_DIRECTIVE_.
Locate every line in the data below that contains the string "hand", and copy each such line in full. Matching is case-sensitive.

Excerpt from a dataset:
=-=-=-=-=
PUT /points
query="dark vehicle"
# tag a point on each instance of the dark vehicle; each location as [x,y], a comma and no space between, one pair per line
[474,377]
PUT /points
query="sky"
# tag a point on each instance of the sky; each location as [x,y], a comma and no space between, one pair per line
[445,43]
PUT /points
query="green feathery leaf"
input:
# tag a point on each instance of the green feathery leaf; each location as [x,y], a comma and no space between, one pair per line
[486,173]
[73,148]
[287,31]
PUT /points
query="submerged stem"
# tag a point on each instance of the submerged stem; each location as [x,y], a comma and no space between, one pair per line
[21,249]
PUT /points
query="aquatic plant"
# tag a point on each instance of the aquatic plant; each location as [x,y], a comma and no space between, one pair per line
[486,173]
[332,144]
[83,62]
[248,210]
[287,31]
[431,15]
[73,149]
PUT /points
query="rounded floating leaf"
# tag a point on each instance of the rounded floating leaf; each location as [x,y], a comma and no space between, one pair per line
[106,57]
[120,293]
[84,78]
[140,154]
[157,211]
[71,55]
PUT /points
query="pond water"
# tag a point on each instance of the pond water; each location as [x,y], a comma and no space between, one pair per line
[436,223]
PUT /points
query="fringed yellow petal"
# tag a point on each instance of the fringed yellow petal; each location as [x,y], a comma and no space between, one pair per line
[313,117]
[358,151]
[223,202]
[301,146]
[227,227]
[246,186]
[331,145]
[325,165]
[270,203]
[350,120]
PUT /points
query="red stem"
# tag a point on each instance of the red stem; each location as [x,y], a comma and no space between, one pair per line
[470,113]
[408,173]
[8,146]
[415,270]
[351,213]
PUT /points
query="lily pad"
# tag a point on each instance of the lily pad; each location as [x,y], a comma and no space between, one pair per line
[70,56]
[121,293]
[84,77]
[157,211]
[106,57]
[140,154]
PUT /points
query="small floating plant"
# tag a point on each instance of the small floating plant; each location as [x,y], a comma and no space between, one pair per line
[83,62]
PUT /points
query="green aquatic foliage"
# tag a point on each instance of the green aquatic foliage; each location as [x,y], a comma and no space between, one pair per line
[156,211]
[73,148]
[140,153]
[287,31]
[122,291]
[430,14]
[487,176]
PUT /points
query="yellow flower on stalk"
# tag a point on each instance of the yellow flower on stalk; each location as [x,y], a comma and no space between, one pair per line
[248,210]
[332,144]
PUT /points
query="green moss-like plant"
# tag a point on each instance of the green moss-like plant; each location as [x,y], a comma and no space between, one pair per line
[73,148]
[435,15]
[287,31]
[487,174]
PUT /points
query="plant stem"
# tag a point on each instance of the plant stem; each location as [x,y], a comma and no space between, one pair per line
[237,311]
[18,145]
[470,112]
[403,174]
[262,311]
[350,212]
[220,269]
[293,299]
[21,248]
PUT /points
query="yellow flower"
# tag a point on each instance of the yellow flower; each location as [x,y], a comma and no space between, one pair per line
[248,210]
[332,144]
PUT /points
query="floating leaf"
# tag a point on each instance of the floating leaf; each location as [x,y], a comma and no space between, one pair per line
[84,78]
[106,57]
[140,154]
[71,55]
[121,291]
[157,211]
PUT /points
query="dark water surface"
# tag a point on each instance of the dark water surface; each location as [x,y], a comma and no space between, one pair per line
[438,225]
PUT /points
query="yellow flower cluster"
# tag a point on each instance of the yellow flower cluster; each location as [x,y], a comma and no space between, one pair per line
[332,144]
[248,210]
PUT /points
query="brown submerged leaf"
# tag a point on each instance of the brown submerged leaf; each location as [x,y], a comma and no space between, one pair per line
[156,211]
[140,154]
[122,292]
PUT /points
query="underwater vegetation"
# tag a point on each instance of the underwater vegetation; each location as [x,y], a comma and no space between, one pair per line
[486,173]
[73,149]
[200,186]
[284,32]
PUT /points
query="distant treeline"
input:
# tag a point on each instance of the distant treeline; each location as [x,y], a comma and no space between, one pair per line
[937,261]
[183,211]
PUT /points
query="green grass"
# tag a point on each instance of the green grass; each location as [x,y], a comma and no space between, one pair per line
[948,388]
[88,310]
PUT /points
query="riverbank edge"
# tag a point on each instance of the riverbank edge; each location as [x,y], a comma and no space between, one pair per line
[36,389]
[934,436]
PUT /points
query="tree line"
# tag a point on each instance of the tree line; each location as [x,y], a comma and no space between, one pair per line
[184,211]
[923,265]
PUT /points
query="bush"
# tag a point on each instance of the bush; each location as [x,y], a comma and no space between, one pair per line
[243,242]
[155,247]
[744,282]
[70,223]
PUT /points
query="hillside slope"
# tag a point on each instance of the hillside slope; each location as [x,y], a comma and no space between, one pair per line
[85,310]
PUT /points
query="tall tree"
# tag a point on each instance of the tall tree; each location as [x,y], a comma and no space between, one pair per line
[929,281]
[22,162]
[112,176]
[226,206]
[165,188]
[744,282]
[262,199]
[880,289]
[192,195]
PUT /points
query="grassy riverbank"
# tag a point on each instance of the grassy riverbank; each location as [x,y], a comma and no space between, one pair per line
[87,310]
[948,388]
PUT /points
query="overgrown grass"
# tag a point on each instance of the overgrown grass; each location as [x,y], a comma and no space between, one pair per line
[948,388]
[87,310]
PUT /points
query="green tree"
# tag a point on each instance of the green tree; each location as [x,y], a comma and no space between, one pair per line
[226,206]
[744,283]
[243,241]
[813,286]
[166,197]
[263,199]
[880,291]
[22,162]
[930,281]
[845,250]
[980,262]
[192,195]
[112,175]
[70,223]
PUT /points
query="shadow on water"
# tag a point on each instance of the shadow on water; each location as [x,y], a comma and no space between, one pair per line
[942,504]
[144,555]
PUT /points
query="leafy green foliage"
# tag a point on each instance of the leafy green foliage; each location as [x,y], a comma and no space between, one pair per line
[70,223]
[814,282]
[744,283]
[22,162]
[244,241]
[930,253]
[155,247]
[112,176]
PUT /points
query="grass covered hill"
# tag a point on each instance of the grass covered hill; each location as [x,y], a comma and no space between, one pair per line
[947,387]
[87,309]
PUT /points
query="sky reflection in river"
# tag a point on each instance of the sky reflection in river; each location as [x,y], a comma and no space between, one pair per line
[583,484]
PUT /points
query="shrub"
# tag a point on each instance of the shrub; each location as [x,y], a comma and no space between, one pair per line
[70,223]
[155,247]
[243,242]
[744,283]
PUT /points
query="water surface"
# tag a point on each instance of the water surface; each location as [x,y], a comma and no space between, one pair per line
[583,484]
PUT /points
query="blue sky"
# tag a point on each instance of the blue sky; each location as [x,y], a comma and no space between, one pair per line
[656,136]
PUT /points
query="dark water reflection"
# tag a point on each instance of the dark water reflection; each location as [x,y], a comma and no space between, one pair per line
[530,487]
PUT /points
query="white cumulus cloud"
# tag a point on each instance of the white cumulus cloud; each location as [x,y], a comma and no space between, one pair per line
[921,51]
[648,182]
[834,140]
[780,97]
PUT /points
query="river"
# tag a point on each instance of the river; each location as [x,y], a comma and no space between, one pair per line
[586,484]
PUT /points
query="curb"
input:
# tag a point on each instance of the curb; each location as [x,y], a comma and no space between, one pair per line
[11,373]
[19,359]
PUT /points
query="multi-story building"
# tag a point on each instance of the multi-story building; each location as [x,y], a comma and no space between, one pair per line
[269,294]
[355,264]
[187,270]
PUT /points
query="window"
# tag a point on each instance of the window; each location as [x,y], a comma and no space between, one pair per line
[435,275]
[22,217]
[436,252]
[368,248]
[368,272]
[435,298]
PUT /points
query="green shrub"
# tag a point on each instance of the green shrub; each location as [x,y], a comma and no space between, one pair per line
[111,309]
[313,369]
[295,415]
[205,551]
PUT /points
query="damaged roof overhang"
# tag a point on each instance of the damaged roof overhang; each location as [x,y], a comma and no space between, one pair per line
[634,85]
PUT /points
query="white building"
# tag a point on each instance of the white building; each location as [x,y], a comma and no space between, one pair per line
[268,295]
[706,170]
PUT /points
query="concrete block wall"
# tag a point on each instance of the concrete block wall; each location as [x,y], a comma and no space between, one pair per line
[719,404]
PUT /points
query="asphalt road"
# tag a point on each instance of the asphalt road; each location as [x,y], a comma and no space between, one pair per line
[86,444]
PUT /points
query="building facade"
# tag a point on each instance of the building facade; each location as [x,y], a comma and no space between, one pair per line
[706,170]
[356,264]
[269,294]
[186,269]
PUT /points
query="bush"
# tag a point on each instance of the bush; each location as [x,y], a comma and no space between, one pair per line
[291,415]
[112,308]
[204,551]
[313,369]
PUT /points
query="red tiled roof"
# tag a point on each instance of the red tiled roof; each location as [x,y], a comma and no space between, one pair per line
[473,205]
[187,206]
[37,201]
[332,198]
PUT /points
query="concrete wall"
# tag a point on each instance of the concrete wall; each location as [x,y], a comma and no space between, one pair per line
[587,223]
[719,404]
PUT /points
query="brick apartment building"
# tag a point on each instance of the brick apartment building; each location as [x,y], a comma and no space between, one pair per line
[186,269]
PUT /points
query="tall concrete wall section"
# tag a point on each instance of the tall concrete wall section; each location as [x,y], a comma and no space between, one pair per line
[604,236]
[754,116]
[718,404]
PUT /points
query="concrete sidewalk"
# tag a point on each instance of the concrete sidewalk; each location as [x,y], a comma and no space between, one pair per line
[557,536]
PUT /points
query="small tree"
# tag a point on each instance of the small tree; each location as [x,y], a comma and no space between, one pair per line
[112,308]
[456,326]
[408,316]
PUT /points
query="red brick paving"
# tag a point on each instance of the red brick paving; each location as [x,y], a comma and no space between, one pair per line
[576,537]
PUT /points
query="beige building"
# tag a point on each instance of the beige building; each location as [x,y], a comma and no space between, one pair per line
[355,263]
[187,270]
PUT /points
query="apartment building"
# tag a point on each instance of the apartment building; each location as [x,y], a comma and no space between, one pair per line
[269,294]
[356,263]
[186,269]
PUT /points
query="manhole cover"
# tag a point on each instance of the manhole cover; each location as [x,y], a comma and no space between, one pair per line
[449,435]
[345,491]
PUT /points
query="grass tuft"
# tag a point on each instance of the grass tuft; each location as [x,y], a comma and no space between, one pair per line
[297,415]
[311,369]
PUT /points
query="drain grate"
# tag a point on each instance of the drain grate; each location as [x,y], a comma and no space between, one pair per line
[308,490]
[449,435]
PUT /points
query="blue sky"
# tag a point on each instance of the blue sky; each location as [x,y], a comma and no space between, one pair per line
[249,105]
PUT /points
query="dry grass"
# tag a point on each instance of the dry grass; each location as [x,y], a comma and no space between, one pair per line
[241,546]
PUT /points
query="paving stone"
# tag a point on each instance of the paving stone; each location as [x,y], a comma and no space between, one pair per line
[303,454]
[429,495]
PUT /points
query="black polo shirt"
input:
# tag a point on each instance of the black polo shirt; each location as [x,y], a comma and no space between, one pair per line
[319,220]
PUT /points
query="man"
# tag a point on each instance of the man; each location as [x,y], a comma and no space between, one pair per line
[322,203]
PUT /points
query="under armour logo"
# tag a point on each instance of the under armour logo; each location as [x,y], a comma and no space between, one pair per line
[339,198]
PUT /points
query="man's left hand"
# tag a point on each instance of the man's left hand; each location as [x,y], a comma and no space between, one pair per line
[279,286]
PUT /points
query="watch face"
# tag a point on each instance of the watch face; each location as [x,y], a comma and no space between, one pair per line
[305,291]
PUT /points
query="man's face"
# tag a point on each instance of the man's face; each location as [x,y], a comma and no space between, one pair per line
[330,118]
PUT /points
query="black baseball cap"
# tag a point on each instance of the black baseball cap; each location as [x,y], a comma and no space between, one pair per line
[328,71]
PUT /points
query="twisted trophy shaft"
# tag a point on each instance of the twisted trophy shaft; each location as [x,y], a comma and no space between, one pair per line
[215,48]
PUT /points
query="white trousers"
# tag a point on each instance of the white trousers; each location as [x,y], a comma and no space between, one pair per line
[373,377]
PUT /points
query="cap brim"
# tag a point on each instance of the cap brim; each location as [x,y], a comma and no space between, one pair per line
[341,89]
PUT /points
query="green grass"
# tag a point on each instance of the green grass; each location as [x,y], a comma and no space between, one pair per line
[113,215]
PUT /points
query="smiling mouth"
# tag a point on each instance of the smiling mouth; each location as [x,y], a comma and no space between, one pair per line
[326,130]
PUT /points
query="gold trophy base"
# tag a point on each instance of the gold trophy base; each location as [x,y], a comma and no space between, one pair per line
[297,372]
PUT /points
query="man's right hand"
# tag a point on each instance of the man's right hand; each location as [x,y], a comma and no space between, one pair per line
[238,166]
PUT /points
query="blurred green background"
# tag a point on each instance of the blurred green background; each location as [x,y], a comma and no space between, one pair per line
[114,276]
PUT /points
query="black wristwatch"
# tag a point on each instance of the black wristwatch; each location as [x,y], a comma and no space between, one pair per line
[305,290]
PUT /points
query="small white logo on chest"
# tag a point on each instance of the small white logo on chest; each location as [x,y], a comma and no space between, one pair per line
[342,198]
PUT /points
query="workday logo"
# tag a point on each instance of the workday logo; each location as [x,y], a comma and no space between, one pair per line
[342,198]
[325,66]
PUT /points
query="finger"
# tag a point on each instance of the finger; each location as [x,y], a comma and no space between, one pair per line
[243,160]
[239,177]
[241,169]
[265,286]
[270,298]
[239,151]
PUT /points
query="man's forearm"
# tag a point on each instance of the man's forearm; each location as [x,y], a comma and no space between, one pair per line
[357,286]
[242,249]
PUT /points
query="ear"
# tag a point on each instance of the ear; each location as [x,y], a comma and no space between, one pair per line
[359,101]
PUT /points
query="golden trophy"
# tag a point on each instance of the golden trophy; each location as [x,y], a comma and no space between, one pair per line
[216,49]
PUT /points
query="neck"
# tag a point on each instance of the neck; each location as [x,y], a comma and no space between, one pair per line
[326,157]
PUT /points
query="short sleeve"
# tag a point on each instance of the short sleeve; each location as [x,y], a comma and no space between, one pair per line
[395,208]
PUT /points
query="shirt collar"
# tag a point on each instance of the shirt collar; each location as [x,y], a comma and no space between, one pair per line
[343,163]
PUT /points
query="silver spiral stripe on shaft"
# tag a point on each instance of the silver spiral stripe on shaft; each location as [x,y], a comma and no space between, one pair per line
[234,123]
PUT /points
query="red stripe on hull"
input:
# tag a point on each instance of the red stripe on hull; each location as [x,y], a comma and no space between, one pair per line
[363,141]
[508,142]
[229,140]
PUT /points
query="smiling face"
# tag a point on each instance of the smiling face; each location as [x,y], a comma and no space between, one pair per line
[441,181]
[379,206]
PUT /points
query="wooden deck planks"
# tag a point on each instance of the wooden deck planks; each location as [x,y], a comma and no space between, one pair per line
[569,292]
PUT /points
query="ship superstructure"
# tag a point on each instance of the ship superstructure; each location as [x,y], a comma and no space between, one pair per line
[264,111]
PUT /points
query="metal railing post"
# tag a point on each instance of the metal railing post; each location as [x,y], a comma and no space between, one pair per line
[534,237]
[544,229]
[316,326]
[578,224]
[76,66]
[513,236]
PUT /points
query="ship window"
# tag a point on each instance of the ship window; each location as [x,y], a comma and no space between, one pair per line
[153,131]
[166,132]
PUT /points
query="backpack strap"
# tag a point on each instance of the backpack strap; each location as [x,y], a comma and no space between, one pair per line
=-=-=-=-=
_RESULT_.
query="man's left hand"
# tag a point on each instance of the man's left hand; each location as [x,y], a comma and no space between, one pair per line
query="man's right hand"
# tag a point on each instance of the man's right hand; each location as [x,y], a comma and no space between, one pair per line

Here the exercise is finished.